• **課題一覧**:
#1 提示文によると、タイルカーペットは1枚が何cm角ですか？
#2 リストのうち「point: the wooden」を含む行からリストの最後までを、「grass field」を「meadow」に置き換えて更新し、その範囲だけを示してください。画像は含めないでください。

• **提示文**:
┌──

しかし建物の性質上、子供が多く訪れる場所でもあるので、なかなかタイルカーペットは採用しにくいのが現状ではないかと思います。
やっぱり子供というのは、どうしてもジュースとかお菓子などをこぼしてしまう可能性が高いので、なかなか選びにくいのが正直なところ。

やはり拭き取りにくいタイルカーペットよりも、拭き取りやすいビニル系の仕上材が採用されることが多いですね。
いくら建物が竣工した時点では綺麗な床であっても、ジュースをこぼした染みが残るようでは建物としてあまり良いとは言えませんよね。

カーペットの清掃性

ちなみにタイルカーペットは1枚が50cm角なので、汚れたところだけを新しいものに変えることも出来ます。
これがタイルカーペットの売りのひとつでもあります。

その部屋全体の床仕上材を交換することを考えると、部分的に交換する方がはるかに簡単でなおかつ低コストな交換方法ではありますが…
部分的に交換することは出来るけれど、まわりの床が古ければ古いほど、交換した新品と今まで使っていたモノとのギャップが大きくなってしまう。

そうした問題もあるので、部分的な交換がベストだとは言えません。

同じ品番であっても私用した時間によってそれなりにギャップが出来てしまうので、部分的に新品と交換というのも結構微妙なんですよね。
なので、汚れる可能性が高い部屋であれば、あまりタイルカーペットは採用しない方が良いかも知れません。

└──

• **資料**:
┌──

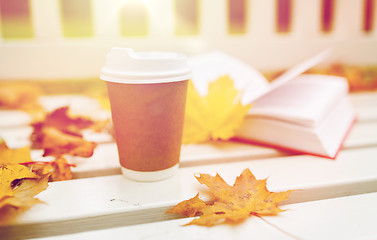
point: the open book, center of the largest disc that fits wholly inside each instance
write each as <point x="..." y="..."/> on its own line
<point x="304" y="113"/>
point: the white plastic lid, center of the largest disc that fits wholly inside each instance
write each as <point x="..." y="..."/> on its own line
<point x="124" y="65"/>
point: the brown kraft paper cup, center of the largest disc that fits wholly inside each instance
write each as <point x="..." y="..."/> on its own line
<point x="148" y="123"/>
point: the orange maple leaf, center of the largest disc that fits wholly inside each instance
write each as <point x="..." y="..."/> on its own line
<point x="215" y="116"/>
<point x="231" y="204"/>
<point x="20" y="97"/>
<point x="56" y="143"/>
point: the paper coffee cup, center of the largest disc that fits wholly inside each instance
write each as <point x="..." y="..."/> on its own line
<point x="147" y="92"/>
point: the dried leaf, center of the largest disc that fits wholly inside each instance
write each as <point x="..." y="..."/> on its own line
<point x="215" y="116"/>
<point x="232" y="204"/>
<point x="18" y="187"/>
<point x="61" y="170"/>
<point x="18" y="155"/>
<point x="10" y="172"/>
<point x="56" y="143"/>
<point x="20" y="97"/>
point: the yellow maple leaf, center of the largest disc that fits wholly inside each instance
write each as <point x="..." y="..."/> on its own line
<point x="215" y="116"/>
<point x="231" y="204"/>
<point x="18" y="155"/>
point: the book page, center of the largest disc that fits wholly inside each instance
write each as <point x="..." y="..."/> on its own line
<point x="251" y="94"/>
<point x="209" y="67"/>
<point x="304" y="100"/>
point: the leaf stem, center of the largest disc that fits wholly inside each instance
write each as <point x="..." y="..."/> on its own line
<point x="278" y="228"/>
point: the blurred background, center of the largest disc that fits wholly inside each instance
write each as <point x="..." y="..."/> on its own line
<point x="68" y="39"/>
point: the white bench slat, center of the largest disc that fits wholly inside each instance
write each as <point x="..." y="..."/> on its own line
<point x="352" y="217"/>
<point x="85" y="204"/>
<point x="105" y="159"/>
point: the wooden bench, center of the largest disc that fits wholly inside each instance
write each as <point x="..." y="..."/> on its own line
<point x="335" y="199"/>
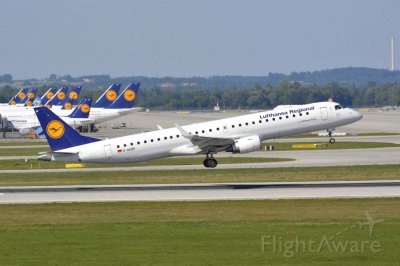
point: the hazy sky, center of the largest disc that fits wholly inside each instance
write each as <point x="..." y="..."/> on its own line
<point x="193" y="38"/>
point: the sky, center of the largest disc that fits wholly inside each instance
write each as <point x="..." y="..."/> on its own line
<point x="184" y="38"/>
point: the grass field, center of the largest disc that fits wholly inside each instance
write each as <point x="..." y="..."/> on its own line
<point x="199" y="233"/>
<point x="35" y="164"/>
<point x="360" y="172"/>
<point x="280" y="146"/>
<point x="287" y="146"/>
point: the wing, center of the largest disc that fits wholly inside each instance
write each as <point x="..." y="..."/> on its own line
<point x="207" y="144"/>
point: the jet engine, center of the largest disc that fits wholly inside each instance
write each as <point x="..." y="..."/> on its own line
<point x="246" y="144"/>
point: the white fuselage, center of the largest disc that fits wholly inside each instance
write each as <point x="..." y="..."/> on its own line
<point x="171" y="142"/>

└──

• **解答一覧**:
#1 50cm角です。

#2
point: the wooden bench, center of the largest disc that fits wholly inside each instance
write each as <point x="..." y="..."/> on its own line
<point x="335" y="199"/>
point: the hazy sky, center of the largest disc that fits wholly inside each instance
write each as <point x="..." y="..."/> on its own line
<point x="193" y="38"/>
point: the sky, center of the largest disc that fits wholly inside each instance
write each as <point x="..." y="..."/> on its own line
<point x="184" y="38"/>
point: the meadow, center of the largest disc that fits wholly inside each instance
write each as <point x="..." y="..."/> on its own line
<point x="199" y="233"/>
<point x="35" y="164"/>
<point x="360" y="172"/>
<point x="280" y="146"/>
<point x="287" y="146"/>
point: the wing, center of the largest disc that fits wholly inside each instance
write each as <point x="..." y="..."/> on its own line
<point x="207" y="144"/>
point: the jet engine, center of the largest disc that fits wholly inside each instance
write each as <point x="..." y="..."/> on its own line
<point x="246" y="144"/>
point: the white fuselage, center of the largest disc that fits wholly inside each instance
write each as <point x="..." y="..."/> on its own line
<point x="171" y="142"/>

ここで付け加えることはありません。